* [Exercise prompt]
Would you write out the entries below, every one of them, exactly?

** Start of Records for the task **

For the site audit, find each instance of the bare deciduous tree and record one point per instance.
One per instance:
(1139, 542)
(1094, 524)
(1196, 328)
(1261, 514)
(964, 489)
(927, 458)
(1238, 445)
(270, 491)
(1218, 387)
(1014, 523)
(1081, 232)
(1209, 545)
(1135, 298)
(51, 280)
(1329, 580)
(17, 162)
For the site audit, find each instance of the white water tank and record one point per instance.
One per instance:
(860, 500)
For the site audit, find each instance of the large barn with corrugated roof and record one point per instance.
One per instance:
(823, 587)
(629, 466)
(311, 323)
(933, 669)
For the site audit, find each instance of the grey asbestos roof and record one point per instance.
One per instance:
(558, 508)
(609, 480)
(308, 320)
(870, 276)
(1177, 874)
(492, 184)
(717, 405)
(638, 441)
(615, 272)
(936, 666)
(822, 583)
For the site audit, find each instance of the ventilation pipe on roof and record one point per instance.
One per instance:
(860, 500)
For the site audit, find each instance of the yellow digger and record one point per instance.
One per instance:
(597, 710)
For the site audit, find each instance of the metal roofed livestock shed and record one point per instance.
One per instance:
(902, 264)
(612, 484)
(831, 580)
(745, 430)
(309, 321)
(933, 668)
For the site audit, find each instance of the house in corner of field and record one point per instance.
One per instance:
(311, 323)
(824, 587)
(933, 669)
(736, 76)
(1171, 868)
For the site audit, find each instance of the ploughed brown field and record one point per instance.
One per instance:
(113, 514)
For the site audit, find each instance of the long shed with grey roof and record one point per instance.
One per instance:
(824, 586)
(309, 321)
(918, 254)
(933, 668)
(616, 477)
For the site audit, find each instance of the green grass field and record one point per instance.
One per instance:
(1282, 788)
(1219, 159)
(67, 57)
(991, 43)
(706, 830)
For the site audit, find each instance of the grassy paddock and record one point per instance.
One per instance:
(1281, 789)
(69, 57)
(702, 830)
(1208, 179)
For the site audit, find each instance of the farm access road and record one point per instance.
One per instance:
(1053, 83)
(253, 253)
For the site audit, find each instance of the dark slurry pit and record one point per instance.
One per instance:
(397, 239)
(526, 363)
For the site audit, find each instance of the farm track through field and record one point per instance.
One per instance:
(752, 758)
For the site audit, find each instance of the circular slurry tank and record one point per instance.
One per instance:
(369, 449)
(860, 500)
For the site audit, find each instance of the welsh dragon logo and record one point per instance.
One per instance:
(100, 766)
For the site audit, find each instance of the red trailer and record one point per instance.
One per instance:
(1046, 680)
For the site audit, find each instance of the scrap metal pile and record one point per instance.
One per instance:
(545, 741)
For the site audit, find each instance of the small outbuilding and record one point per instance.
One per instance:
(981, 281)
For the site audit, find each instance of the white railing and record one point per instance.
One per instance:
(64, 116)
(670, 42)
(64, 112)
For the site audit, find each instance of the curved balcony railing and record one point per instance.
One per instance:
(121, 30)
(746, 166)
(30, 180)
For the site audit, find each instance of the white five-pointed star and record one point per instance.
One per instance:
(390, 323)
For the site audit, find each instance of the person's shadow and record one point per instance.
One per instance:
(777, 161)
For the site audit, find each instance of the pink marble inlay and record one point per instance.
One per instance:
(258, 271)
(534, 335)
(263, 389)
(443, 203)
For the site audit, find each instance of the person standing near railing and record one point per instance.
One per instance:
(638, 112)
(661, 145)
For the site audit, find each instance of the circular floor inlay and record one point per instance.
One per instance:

** End of Records for the task **

* [Response to this exercise]
For the site audit, find each instance of the bare deciduous tree and record one point per instance.
One per instance:
(1139, 542)
(1094, 524)
(1196, 328)
(1261, 514)
(964, 489)
(927, 458)
(1238, 445)
(270, 491)
(1218, 387)
(1014, 523)
(1081, 232)
(1209, 545)
(1135, 298)
(51, 280)
(1329, 580)
(17, 162)
For the site audit, find each instance of the white water tank and record one point per instance.
One per instance:
(860, 500)
For the site audit, find each instance of the large barn with corrugated roof and record one point per instance.
One per instance:
(823, 587)
(629, 466)
(311, 323)
(933, 669)
For the site audit, find each instance of the grey asbestos roof and record one point per instance.
One per instance:
(558, 508)
(609, 480)
(308, 320)
(870, 276)
(1177, 874)
(492, 184)
(717, 405)
(638, 441)
(615, 272)
(936, 666)
(822, 583)
For the site audit, find each instance of the ventilation pipe on roof and record one point per instance.
One per instance:
(860, 500)
For the site audit, find each instance of the yellow digger and record one point per instance.
One per instance:
(597, 710)
For the site audit, find each instance of the metal roofed livestock shed and record one point per instance.
One per instance:
(902, 264)
(612, 484)
(831, 580)
(745, 430)
(309, 321)
(933, 668)
For the site audit, find each instance of the house in corner of field and record one point per instance.
One per instance:
(311, 323)
(824, 587)
(933, 669)
(736, 76)
(1171, 868)
For the site audit, find each instance of the ploughed brown field and record one point per instance.
One per instance:
(113, 514)
For the site audit, find each instance of the long shed with grey roof and record one point per instance.
One per instance:
(824, 586)
(309, 321)
(918, 254)
(933, 668)
(616, 477)
For the site audit, find each instance of the green grass field and record one point per instance.
One per instance:
(1282, 788)
(1219, 159)
(67, 57)
(991, 43)
(706, 830)
For the site audit, find each instance of the grassy paddock and record one point per instance.
One per instance:
(1281, 789)
(69, 57)
(702, 830)
(1208, 179)
For the site audit, find each instance of the farm access road and record one point per instance.
One per instance:
(1053, 83)
(253, 253)
For the site audit, find each instance of the dark slurry pit and record one point per instance.
One per instance:
(397, 239)
(526, 363)
For the site audit, find each instance of the farm track through field and record one point per instance.
One per instance:
(752, 758)
For the site audit, find each instance of the circular slurry tank and record one point per instance.
One per instance:
(369, 449)
(860, 500)
For the site audit, find each instance of the welsh dragon logo and record one point per instance.
One per instance:
(100, 766)
For the site audit, find each instance of the red trailer and record one point per instance.
One per instance:
(1046, 680)
For the site audit, find each instance of the scrap metal pile and record one point per instance.
One per instance:
(545, 741)
For the site audit, find each instance of the small outbuilding and record one point per instance.
One per instance:
(981, 281)
For the site audit, find each instance of the white railing and record one point per instance.
One per instance:
(64, 116)
(670, 42)
(64, 112)
For the site audit, find each instance of the curved balcony railing and record one point per instance.
One per instance:
(121, 30)
(746, 166)
(30, 180)
For the site audit, find each instance of the white five-pointed star and record one point per instance.
One per instance:
(390, 323)
For the site audit, find each instance of the person's shadow and record one point per instance.
One per instance:
(777, 161)
For the site audit, find each instance of the pink marble inlay and record one point per instance.
One per instance:
(258, 271)
(534, 335)
(263, 389)
(443, 203)
For the site audit, find each instance of the person standing near railing and record one point per instance.
One per instance:
(638, 112)
(661, 145)
For the site audit, find each instance of the circular floor inlay and record one point per instance.
One per instance:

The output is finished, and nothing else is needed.